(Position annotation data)

-=-=-=-=-

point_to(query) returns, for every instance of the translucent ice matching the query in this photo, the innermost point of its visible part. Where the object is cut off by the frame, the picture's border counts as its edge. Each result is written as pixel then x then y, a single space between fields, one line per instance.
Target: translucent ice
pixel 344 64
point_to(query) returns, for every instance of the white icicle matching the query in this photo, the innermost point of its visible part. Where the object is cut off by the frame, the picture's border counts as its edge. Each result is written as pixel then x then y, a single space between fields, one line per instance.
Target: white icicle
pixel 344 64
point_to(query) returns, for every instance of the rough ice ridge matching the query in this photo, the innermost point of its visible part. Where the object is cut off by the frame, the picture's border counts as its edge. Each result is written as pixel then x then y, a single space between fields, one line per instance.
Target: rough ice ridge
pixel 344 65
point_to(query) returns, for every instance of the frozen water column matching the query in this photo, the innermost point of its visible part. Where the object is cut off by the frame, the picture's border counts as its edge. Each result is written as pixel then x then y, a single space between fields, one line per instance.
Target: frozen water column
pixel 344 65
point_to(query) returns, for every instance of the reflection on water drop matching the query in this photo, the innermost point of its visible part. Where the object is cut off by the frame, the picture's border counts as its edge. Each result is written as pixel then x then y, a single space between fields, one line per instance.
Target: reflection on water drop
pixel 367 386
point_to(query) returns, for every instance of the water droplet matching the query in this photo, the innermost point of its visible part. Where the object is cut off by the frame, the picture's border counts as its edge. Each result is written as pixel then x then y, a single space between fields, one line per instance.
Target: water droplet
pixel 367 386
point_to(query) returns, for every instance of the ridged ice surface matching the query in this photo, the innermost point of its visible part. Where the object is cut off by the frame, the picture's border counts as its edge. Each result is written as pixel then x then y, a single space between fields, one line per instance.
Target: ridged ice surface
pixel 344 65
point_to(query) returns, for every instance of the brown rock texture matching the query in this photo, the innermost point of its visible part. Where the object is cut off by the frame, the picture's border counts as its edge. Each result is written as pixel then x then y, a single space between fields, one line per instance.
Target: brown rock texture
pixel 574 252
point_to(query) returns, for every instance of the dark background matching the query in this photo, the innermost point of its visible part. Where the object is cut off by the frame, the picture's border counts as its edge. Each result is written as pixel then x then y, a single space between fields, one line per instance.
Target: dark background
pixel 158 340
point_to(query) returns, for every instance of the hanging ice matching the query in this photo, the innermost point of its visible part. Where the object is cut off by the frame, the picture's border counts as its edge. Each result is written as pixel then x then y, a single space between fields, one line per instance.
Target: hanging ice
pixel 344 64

-=-=-=-=-

WRITTEN PROBLEM.
Convert everything from the line containing "point_to(query) returns, for every instance of the dark" down to the end of the data above into a JSON list of strings, one string per line, with blank lines omitted.

SOLUTION FOR THIS PROBLEM.
[
  "point_to(query) returns, for every instance of the dark background matching the query in this photo, the innermost point of its visible part. Where the object is cut off by the frame, the picture's border counts as its edge. Each result is written as pixel then x then y, a single space between fields, one line per instance.",
  "Target: dark background",
  "pixel 158 340",
  "point_to(query) returns, for every instance of the hanging ice matching the query in this photo, the innermost point of its visible part. Where the object is cut off by the frame, the picture's border counts as its edge. Each result is written as pixel then x then y, a single space between fields, one line per instance.",
  "Target: hanging ice",
  "pixel 344 64"
]